*** Opening SOURCE TEXT ***

Heidi’s Hearing Plants

Dr. Heidi Appel – The scientist who listens to plants

Did you know plants can ‘hear’ and react? That is the newest discovery about plants presented in Oecologia.

Plants can send sense vibrations. Recent studies have shown that their roots can use certain vibrations to seek out water. And an astonishing study by Heidi and her colleague, Rex Cocroft, just discovered that plants can sense the vibrations of caterpillars chewing on leaves…and react. The ‘and react’ part is the shocking piece to this puzzle. Plants can sense insect chewing and then defend against it.

Looking up.

Heidi was always looking up to the trees.

Literally. One of her first memories as a child is waking from a nap to see nothing but tree canopy and blue sky. Unlike most kids who might be found biking around the parking lot, or fishing in the pond during a family camping trip, Heidi spent just as much time laying in the moss. In the moss, she found a whole new world. One of lichens and insects, roots and dirt.

As she grew she spent her afternoons sitting 10 feet up in a maple tree watching the leaves move, or collecting buckets of seeds to feel them falling through her fingers. Her love was cultivated into passion and the seemingly obvious note that one day her grownup profession would include trees.

Middle school sorrows

Heidi’s interest in science was intense as a youngster. Armed with a few great elementary school teachers who deepened her love of science that intensity seemed like it would only grow in the years to come. Until the middle school years hit.

A series of painful science labs attempted to alter her fate. Frog dissection and stinky fish were among the top brutal memories of ‘boring science’. It left such a bad taste in Heidi that she ‘veered away from science as a career and indulged my other loves of math, English, history, and the arts.’

The case of the midwife toad.

It was books that brought Heidi back to science. In college, while studying music and ancient history she started reading pop science books. None left a bigger impression on her than Arthur Keostler’s ‘The case of the midwife toad’. It was a read so engaging and so fantastic that it breathed new life into her old passions. Thankfully for Heidi, and the world, college biology wasn’t steeped in formaldehyde and boredom like her middle school years were.

*** Closing SOURCE TEXT ***
*** Opening RECORDS SUPPLIED ***

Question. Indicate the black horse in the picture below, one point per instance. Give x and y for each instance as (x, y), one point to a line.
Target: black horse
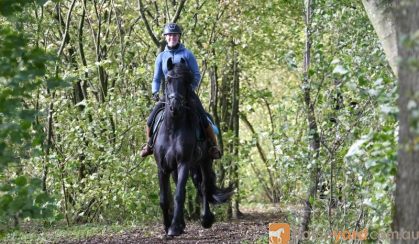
(178, 152)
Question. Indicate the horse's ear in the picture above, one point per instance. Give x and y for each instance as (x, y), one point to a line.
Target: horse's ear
(169, 64)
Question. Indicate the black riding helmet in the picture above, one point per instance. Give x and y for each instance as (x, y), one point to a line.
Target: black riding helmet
(172, 28)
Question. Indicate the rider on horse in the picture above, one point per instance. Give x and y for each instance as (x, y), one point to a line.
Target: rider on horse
(175, 50)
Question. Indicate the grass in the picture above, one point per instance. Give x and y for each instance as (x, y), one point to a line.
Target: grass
(55, 234)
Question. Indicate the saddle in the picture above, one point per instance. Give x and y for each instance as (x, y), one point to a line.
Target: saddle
(159, 117)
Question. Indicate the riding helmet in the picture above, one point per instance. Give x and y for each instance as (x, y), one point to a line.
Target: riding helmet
(172, 28)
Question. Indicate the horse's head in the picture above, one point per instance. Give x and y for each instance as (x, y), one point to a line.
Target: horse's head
(178, 85)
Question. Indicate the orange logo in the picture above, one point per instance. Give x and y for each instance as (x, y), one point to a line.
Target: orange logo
(279, 233)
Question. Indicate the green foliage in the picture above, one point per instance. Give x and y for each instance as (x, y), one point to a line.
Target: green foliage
(22, 70)
(93, 167)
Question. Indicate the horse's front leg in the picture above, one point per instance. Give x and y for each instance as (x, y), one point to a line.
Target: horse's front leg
(207, 215)
(178, 222)
(165, 198)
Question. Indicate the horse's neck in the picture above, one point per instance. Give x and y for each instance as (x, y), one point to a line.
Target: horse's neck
(174, 124)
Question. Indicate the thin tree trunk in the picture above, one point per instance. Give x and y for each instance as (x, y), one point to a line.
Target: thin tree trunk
(406, 217)
(313, 134)
(382, 20)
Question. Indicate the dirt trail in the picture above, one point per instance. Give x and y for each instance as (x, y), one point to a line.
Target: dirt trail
(251, 228)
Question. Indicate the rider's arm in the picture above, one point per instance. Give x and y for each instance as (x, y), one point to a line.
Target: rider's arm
(158, 72)
(193, 65)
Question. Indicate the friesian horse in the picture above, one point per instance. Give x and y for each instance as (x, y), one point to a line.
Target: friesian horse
(178, 152)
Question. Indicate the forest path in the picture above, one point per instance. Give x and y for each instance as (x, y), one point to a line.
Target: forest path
(250, 228)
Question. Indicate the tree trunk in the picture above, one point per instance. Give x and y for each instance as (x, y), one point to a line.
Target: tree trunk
(313, 130)
(406, 216)
(382, 19)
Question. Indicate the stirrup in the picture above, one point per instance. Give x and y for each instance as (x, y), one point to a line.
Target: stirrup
(215, 152)
(146, 150)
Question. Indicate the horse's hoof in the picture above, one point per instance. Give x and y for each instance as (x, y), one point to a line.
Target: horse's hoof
(207, 221)
(175, 231)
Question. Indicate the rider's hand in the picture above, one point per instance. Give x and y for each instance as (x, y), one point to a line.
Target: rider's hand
(156, 96)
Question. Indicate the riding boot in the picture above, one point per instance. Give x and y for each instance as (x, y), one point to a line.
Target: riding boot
(146, 150)
(214, 150)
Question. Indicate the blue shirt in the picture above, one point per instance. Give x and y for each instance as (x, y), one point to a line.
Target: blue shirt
(160, 67)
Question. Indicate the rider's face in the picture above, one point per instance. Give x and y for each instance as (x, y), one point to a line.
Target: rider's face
(172, 39)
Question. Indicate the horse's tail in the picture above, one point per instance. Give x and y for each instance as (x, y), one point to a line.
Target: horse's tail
(214, 194)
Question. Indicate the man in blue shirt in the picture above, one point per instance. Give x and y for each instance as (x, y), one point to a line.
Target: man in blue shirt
(175, 50)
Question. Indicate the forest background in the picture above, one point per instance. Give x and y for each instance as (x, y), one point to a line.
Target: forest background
(75, 95)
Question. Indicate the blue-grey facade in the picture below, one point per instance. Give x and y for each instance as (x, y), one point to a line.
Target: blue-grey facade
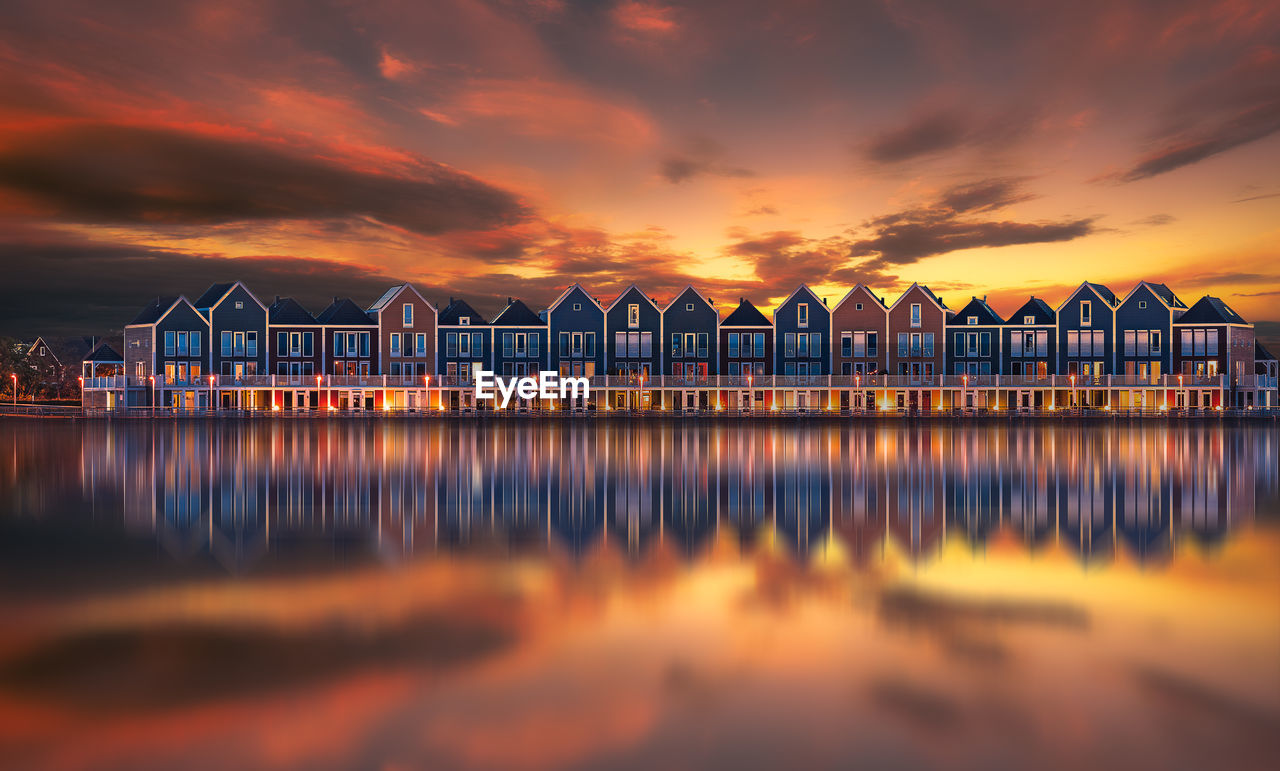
(634, 342)
(801, 327)
(576, 328)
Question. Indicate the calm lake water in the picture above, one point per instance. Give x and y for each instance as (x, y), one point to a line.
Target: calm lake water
(663, 594)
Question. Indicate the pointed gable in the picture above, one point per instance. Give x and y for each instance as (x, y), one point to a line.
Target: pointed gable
(517, 314)
(344, 313)
(746, 315)
(981, 311)
(860, 291)
(287, 310)
(460, 313)
(1210, 310)
(1037, 309)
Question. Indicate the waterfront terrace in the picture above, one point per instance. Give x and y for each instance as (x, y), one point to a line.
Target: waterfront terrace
(1096, 352)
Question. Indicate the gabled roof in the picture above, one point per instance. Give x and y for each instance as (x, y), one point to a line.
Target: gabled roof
(1162, 292)
(517, 314)
(796, 291)
(682, 292)
(458, 310)
(570, 291)
(392, 293)
(1034, 306)
(104, 352)
(343, 313)
(978, 309)
(287, 310)
(627, 291)
(213, 295)
(1210, 310)
(927, 291)
(862, 290)
(746, 315)
(151, 313)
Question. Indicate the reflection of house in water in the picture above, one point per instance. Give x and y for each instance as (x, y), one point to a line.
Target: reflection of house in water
(398, 488)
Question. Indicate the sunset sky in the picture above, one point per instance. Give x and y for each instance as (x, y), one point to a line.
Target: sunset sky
(492, 149)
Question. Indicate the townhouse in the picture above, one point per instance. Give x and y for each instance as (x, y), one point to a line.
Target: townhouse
(1147, 351)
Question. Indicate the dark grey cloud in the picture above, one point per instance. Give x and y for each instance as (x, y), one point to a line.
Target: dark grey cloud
(1249, 126)
(986, 195)
(924, 135)
(910, 240)
(110, 173)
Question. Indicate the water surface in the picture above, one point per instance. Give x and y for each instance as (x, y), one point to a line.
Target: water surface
(460, 593)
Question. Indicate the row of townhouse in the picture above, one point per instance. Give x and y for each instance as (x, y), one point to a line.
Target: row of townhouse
(229, 337)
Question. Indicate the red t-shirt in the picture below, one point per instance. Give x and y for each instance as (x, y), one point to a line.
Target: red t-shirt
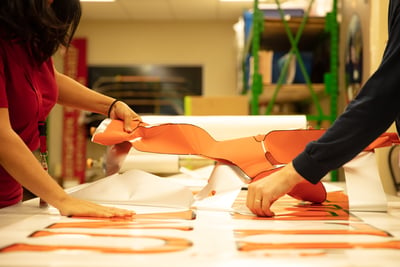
(29, 91)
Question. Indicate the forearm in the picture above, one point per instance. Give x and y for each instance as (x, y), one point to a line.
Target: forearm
(74, 94)
(22, 165)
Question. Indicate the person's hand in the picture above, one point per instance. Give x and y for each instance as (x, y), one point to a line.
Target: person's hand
(264, 192)
(122, 111)
(71, 206)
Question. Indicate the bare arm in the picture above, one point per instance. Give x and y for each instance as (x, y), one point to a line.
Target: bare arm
(22, 165)
(264, 192)
(74, 94)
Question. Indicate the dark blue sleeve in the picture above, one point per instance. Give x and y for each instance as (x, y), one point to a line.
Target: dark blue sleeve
(369, 115)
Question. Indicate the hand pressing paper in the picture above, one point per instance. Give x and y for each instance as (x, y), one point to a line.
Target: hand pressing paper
(136, 187)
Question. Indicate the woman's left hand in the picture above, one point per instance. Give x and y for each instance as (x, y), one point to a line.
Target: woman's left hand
(122, 111)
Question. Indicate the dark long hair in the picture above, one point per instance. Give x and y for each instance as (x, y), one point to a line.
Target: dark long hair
(42, 26)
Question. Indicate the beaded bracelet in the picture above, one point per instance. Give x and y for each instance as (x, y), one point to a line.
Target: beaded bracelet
(110, 108)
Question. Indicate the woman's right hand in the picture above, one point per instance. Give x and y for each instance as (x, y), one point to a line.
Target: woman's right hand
(71, 206)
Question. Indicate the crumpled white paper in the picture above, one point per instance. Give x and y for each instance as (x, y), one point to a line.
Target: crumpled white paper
(136, 187)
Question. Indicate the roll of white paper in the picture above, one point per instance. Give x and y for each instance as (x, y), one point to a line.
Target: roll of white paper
(231, 127)
(153, 163)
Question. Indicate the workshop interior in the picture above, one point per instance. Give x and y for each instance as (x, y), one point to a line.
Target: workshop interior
(214, 79)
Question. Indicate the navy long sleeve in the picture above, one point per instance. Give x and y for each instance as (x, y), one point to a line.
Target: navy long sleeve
(369, 115)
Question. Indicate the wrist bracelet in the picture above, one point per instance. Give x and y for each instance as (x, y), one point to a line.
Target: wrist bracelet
(111, 106)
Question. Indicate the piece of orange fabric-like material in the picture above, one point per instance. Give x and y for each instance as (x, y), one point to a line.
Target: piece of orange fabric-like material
(257, 156)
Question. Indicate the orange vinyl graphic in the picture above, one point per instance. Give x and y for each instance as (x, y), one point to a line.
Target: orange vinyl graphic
(170, 244)
(119, 225)
(334, 208)
(257, 156)
(244, 246)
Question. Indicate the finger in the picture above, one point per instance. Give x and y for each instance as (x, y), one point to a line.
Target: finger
(266, 208)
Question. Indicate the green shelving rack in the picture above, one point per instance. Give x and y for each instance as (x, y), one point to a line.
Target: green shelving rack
(330, 78)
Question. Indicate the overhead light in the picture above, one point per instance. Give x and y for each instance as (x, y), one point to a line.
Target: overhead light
(97, 0)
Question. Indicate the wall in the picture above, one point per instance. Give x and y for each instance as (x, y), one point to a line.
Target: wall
(210, 44)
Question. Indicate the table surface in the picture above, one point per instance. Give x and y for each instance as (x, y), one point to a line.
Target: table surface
(300, 235)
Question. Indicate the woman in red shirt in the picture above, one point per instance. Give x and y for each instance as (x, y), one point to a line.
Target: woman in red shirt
(31, 31)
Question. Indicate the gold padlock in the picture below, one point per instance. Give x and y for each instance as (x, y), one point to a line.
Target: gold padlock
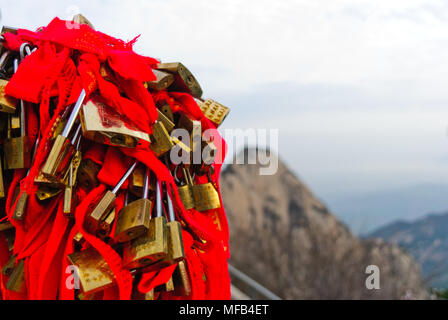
(205, 196)
(151, 247)
(87, 175)
(62, 150)
(184, 81)
(133, 220)
(161, 141)
(106, 225)
(2, 186)
(208, 152)
(92, 271)
(71, 175)
(185, 188)
(163, 80)
(103, 124)
(167, 123)
(182, 282)
(79, 18)
(105, 205)
(16, 281)
(214, 111)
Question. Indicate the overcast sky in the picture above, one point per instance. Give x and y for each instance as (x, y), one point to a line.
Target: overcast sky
(357, 88)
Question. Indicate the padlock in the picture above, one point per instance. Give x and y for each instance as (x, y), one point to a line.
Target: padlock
(151, 247)
(208, 152)
(184, 81)
(133, 220)
(163, 80)
(137, 180)
(185, 189)
(87, 175)
(166, 110)
(205, 196)
(104, 124)
(174, 232)
(17, 149)
(8, 267)
(167, 123)
(214, 111)
(16, 281)
(2, 186)
(92, 271)
(62, 150)
(6, 65)
(106, 225)
(194, 129)
(161, 141)
(105, 205)
(20, 208)
(79, 18)
(72, 174)
(181, 278)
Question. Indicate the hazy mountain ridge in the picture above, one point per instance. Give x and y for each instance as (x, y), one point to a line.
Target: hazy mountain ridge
(288, 240)
(426, 240)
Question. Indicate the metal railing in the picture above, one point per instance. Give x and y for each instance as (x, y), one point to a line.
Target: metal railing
(246, 288)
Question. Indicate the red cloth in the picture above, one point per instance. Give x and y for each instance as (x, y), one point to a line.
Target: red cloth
(45, 237)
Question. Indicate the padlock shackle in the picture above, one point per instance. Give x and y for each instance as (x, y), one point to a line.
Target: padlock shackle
(75, 136)
(170, 207)
(124, 178)
(22, 105)
(74, 114)
(158, 200)
(146, 184)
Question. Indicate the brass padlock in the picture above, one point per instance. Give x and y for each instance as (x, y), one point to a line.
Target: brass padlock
(208, 152)
(214, 111)
(194, 128)
(205, 196)
(103, 124)
(92, 271)
(87, 175)
(2, 186)
(62, 150)
(6, 65)
(16, 281)
(166, 110)
(133, 220)
(137, 181)
(163, 80)
(184, 81)
(161, 141)
(185, 189)
(106, 225)
(79, 18)
(151, 247)
(72, 174)
(20, 208)
(175, 242)
(105, 205)
(182, 282)
(167, 123)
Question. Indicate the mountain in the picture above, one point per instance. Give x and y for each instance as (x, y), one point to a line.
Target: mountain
(285, 238)
(426, 240)
(366, 212)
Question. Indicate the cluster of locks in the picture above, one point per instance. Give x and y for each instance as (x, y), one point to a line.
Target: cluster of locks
(145, 231)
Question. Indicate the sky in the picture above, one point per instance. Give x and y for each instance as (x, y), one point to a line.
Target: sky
(356, 88)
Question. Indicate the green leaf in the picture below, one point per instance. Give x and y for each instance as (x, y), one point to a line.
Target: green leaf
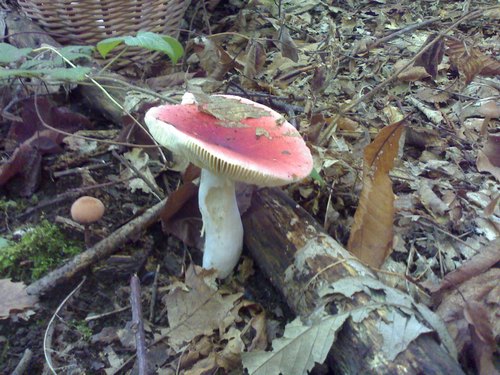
(76, 52)
(66, 74)
(14, 73)
(144, 39)
(9, 53)
(55, 74)
(107, 45)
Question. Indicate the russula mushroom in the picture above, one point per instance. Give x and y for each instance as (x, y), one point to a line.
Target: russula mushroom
(87, 210)
(231, 139)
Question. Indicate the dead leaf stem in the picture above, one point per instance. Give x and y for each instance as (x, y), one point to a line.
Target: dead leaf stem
(327, 133)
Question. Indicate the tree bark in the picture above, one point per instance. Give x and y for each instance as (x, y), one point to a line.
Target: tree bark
(299, 258)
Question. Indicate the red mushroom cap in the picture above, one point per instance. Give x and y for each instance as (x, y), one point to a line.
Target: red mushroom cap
(259, 148)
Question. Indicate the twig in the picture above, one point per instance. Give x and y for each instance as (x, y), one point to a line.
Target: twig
(106, 314)
(138, 324)
(158, 194)
(154, 291)
(99, 251)
(326, 134)
(106, 93)
(47, 337)
(105, 141)
(402, 31)
(70, 194)
(23, 363)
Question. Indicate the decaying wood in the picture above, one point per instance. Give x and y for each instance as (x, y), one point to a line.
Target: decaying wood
(289, 246)
(299, 258)
(101, 250)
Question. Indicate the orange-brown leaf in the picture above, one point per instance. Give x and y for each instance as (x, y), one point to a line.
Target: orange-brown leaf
(470, 61)
(372, 231)
(380, 154)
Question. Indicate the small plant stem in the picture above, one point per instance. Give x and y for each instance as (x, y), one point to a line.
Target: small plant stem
(138, 324)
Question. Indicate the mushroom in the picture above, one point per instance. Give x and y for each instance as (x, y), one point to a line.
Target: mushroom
(87, 210)
(231, 139)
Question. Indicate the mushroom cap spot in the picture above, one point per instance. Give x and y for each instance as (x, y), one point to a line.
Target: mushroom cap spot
(240, 152)
(86, 210)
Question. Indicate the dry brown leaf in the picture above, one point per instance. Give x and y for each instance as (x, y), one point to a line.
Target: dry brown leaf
(200, 310)
(487, 257)
(255, 57)
(213, 59)
(287, 45)
(488, 159)
(372, 230)
(430, 200)
(13, 298)
(431, 58)
(483, 341)
(412, 73)
(258, 323)
(470, 61)
(200, 349)
(484, 289)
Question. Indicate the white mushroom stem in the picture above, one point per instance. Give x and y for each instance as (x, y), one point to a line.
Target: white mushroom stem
(221, 223)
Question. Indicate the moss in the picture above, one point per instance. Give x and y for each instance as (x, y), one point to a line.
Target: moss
(41, 249)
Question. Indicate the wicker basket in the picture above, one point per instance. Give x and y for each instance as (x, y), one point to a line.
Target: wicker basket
(89, 21)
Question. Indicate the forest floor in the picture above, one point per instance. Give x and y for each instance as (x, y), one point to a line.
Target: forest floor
(340, 72)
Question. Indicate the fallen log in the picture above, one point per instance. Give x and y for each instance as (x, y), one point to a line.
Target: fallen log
(300, 259)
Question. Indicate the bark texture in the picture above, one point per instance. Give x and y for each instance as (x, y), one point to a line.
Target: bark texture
(299, 258)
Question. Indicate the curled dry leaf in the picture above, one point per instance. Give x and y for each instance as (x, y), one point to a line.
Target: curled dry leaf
(470, 61)
(431, 58)
(13, 298)
(372, 231)
(486, 258)
(287, 45)
(488, 159)
(483, 289)
(483, 341)
(198, 311)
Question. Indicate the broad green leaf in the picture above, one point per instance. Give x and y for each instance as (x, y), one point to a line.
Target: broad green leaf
(300, 347)
(76, 52)
(9, 53)
(107, 45)
(144, 39)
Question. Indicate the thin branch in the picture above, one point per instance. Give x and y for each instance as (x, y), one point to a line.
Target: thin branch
(99, 251)
(327, 133)
(138, 324)
(47, 337)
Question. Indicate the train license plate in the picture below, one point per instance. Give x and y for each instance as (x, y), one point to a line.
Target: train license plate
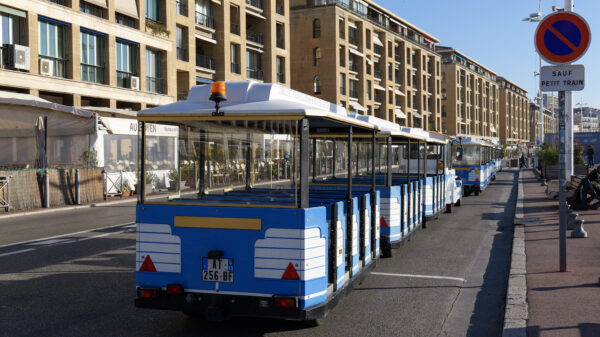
(217, 270)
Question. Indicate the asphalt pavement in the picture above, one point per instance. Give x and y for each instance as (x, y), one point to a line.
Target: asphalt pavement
(449, 280)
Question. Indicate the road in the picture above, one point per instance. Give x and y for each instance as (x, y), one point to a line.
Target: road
(449, 280)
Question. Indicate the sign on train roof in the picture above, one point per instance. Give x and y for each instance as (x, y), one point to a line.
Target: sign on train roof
(252, 100)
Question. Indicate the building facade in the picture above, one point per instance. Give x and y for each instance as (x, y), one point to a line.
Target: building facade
(514, 113)
(134, 54)
(470, 96)
(360, 55)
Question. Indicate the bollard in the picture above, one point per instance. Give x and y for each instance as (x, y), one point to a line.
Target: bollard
(47, 189)
(579, 232)
(77, 191)
(571, 220)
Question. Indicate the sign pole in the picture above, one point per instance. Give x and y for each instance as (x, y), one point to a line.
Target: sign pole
(562, 191)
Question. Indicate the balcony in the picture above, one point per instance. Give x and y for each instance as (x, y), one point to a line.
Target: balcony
(205, 20)
(256, 74)
(234, 29)
(253, 36)
(155, 84)
(254, 3)
(206, 62)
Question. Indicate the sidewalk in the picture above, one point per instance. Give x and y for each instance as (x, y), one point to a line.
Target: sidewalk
(560, 304)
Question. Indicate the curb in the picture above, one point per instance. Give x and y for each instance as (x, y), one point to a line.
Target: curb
(516, 310)
(67, 208)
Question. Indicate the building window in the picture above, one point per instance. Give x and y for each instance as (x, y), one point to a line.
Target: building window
(92, 9)
(280, 69)
(203, 14)
(316, 56)
(235, 58)
(152, 10)
(153, 71)
(316, 85)
(181, 37)
(92, 56)
(253, 65)
(126, 62)
(316, 28)
(52, 46)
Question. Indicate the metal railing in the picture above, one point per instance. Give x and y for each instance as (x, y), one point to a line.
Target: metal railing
(254, 3)
(204, 61)
(234, 29)
(92, 73)
(182, 54)
(181, 7)
(254, 73)
(205, 20)
(253, 36)
(155, 84)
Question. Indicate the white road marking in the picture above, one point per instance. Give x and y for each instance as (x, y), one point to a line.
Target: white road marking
(64, 235)
(421, 276)
(18, 252)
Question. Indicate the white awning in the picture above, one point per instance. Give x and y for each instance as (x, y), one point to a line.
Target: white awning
(127, 7)
(208, 39)
(255, 14)
(399, 113)
(357, 106)
(356, 52)
(377, 41)
(101, 3)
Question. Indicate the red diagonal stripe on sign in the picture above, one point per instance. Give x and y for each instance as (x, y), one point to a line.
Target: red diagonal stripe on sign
(562, 37)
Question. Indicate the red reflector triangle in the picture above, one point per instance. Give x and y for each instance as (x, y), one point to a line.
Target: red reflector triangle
(147, 265)
(290, 273)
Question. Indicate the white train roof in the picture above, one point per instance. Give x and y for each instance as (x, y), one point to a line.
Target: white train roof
(252, 100)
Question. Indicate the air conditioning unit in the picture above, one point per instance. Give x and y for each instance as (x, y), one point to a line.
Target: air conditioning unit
(134, 82)
(18, 56)
(46, 67)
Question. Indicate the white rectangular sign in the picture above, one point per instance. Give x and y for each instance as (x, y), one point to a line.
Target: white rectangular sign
(563, 78)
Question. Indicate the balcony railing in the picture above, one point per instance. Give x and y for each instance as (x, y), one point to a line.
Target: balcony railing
(92, 73)
(256, 74)
(181, 7)
(206, 62)
(182, 54)
(124, 79)
(205, 20)
(254, 3)
(234, 28)
(155, 84)
(253, 36)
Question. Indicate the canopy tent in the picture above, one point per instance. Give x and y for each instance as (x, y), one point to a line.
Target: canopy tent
(70, 131)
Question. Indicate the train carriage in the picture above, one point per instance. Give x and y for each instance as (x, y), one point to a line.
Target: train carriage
(244, 233)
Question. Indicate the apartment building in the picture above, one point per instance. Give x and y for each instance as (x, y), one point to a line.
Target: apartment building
(514, 113)
(470, 96)
(360, 55)
(134, 54)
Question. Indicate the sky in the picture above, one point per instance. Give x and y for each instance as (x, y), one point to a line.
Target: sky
(492, 33)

*** Closing RECORDS SUPPLIED ***

PROBLEM REQUIREMENTS
Write out, word for word, the portion of the passage about Heidi Appel that opens with the words containing "Heidi’s Hearing Plants" and closes with "defend against it.". Draw only on the passage about Heidi Appel.

RESULT OF THIS EXERCISE
Heidi’s Hearing Plants

Dr. Heidi Appel – The scientist who listens to plants

Did you know plants can ‘hear’ and react? That is the newest discovery about plants presented in Oecologia.

Plants can send sense vibrations. Recent studies have shown that their roots can use certain vibrations to seek out water. And an astonishing study by Heidi and her colleague, Rex Cocroft, just discovered that plants can sense the vibrations of caterpillars chewing on leaves…and react. The ‘and react’ part is the shocking piece to this puzzle. Plants can sense insect chewing and then defend against it.